Problem requirements: In the records below, find the lines that include the string "ground" and report how many there are, nothing else.

Material supplied:
——

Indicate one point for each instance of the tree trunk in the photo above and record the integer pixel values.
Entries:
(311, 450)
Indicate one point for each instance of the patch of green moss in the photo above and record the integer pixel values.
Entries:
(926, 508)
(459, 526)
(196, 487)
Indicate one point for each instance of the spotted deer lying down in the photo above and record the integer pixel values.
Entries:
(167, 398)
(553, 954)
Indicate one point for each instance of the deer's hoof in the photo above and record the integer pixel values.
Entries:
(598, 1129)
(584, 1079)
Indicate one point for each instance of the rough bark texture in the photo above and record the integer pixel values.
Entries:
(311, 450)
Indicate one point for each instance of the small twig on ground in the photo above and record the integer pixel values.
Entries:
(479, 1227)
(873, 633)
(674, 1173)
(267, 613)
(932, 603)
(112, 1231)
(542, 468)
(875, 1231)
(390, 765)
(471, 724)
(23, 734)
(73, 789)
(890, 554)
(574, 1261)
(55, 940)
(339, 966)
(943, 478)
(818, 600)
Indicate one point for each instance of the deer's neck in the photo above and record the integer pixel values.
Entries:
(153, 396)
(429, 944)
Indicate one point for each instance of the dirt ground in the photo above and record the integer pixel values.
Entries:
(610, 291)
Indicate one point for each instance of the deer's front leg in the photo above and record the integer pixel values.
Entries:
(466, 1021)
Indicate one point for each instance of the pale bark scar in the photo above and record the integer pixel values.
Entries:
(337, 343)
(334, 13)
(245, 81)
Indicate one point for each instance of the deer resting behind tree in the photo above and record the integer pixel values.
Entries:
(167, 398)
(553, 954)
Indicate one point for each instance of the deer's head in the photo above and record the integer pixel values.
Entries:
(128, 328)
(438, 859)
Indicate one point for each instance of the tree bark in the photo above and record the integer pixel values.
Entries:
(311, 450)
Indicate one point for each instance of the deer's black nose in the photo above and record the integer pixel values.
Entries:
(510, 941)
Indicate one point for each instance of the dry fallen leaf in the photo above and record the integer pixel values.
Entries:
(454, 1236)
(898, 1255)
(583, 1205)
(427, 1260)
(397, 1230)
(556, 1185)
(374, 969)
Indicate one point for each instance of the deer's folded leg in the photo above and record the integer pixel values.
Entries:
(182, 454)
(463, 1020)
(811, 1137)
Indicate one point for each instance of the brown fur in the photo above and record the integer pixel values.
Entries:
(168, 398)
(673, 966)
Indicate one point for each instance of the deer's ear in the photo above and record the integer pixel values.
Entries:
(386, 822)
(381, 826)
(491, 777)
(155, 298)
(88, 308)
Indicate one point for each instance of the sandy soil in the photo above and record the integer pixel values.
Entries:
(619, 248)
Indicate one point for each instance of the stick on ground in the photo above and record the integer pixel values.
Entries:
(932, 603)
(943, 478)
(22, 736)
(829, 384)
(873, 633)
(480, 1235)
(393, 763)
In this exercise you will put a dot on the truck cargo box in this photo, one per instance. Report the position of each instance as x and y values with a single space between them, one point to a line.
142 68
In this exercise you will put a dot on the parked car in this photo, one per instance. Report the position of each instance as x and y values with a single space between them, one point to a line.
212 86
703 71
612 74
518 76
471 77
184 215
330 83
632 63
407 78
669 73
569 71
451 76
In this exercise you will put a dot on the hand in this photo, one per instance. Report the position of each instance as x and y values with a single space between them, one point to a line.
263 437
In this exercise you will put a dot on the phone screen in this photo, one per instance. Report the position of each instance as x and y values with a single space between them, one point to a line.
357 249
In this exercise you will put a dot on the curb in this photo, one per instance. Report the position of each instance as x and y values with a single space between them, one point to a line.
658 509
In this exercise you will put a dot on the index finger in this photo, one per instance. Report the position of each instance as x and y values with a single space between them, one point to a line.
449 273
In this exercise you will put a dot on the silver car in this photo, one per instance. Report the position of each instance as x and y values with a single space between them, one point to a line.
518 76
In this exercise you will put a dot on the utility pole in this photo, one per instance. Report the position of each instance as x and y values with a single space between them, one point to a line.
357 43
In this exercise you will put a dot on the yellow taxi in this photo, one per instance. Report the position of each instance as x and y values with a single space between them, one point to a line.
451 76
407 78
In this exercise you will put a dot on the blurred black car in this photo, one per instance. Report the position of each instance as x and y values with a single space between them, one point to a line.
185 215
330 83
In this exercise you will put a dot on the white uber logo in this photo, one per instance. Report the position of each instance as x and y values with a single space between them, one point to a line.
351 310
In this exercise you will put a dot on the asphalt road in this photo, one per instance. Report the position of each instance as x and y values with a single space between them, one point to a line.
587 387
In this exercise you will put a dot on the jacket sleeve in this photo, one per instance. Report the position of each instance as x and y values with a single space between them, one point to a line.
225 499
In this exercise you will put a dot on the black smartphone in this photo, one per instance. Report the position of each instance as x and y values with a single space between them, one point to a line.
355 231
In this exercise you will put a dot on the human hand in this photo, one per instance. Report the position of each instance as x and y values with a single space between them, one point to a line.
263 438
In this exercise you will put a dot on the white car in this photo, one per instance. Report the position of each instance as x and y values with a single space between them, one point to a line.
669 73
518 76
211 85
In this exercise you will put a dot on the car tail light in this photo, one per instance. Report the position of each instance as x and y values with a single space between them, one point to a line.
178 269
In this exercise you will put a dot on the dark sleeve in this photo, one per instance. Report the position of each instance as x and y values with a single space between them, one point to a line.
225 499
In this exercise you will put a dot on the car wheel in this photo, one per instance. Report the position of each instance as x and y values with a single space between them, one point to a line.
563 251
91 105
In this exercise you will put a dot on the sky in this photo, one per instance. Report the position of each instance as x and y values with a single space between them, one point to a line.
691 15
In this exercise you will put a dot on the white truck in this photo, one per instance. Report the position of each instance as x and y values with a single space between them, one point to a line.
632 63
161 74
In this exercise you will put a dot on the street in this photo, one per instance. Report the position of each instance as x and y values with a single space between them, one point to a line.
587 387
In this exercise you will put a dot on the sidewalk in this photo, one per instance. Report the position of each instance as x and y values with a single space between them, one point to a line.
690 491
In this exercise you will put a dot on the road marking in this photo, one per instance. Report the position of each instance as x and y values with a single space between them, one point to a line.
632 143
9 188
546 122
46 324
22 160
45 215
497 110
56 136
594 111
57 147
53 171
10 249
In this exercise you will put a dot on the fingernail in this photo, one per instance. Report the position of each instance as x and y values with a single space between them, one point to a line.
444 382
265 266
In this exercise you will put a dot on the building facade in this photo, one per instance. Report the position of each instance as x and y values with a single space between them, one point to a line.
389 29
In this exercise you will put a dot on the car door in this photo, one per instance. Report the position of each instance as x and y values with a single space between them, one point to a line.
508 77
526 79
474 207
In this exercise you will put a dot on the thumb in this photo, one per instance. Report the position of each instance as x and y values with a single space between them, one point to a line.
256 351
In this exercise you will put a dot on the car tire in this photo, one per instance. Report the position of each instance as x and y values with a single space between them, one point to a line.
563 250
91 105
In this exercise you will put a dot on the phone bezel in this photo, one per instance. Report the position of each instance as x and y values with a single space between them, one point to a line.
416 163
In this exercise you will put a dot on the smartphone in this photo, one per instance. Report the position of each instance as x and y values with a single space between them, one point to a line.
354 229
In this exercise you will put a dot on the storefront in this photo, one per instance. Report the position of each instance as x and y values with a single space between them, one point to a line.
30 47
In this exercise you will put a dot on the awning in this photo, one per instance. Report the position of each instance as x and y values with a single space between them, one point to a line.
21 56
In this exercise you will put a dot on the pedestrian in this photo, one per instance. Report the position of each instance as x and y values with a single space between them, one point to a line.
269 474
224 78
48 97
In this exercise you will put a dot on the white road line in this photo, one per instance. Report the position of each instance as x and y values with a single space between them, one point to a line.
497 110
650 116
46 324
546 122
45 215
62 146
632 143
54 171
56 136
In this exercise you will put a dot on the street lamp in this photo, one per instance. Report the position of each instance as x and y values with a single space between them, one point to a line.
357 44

——

Solution to this exercise: 3